> WHAT TO PRODUCE: Output every line of the records as a JSON list of strings, one string per line, leaving out blank lines.

============================================================

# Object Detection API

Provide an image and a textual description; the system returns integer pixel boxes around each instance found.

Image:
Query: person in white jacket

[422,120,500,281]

============================================================

> WRITTEN REPLY:
[
  "# Object Detection API",
  "Provide an image and a textual description; the system returns integer pixel boxes around each instance found.",
  "Image:",
  "Query: person in white jacket",
  "[422,120,500,281]"
]